### Task statement
In the listing below, start at the line containing "In the following UI screenshot, locate the red" and end after the line containing "xmin=852 ymin=354 xmax=1021 ymax=395". Rewrite those lines with "building" replaced by "structure", change nothing else, and leave out the pictures.

— BEGIN Supplied information —

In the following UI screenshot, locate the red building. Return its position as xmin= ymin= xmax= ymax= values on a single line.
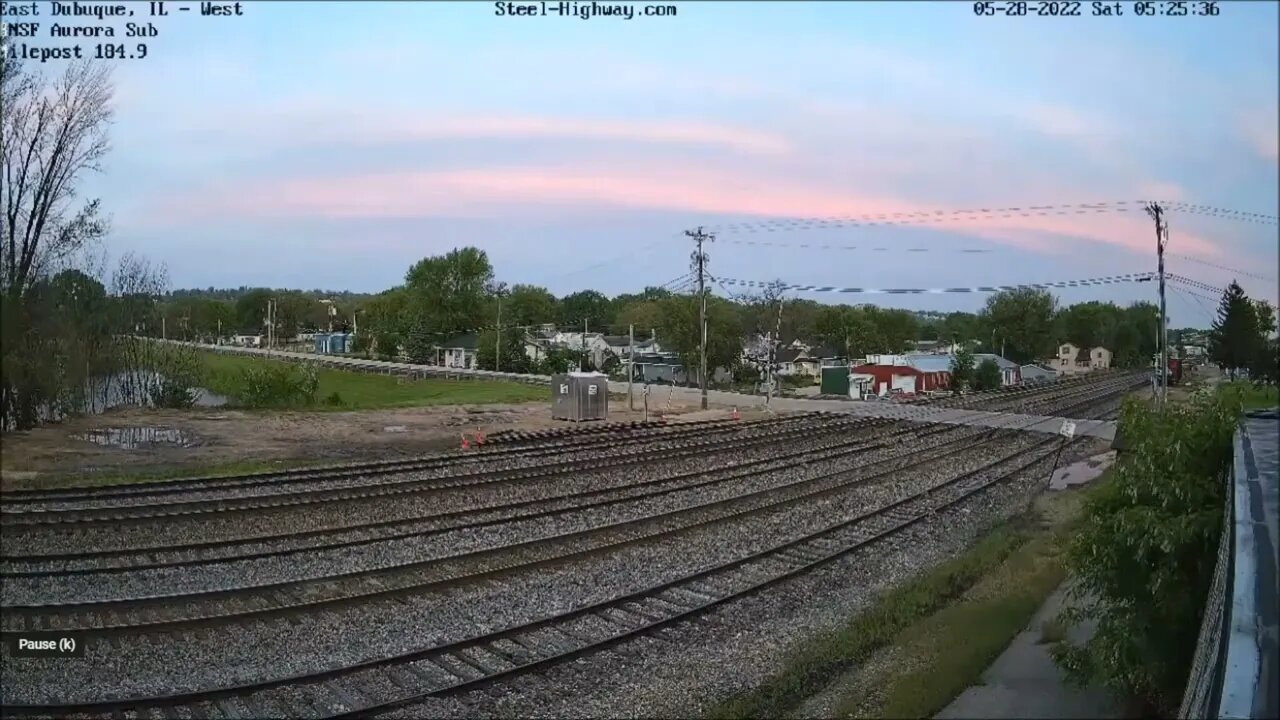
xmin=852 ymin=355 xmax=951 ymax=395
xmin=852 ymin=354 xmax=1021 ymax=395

— END Supplied information —
— BEGIN Supplied information —

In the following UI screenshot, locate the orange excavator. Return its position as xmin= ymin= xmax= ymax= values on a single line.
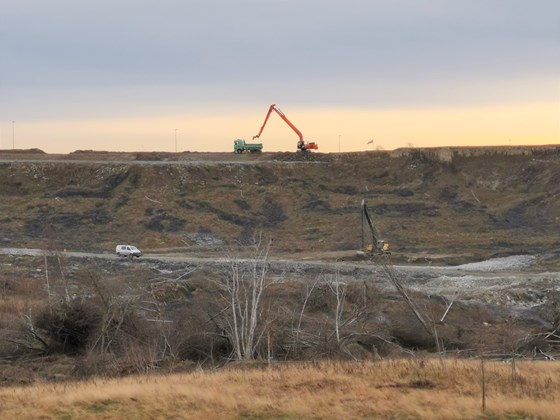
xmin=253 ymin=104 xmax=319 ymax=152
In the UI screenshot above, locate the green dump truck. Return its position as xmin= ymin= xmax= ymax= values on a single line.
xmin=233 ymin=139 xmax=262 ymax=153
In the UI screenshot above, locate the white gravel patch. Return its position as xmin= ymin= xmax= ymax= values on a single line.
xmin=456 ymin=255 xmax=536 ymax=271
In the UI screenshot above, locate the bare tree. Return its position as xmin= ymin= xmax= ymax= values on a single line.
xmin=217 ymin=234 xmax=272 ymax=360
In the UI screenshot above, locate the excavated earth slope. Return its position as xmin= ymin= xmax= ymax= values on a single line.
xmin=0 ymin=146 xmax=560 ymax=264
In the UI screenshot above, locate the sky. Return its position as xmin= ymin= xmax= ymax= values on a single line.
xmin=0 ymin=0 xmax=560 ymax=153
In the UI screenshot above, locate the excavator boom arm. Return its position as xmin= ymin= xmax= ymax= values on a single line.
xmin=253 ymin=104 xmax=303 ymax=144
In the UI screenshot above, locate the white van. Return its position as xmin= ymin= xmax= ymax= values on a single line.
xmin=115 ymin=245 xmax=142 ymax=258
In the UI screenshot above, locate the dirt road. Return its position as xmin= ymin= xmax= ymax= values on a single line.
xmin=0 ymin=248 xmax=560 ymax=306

— END Supplied information —

### Correct answer
In the following UI screenshot, locate the red structure. Return its position as xmin= ymin= xmax= ymax= values on a single line.
xmin=852 ymin=355 xmax=951 ymax=395
xmin=852 ymin=354 xmax=1021 ymax=395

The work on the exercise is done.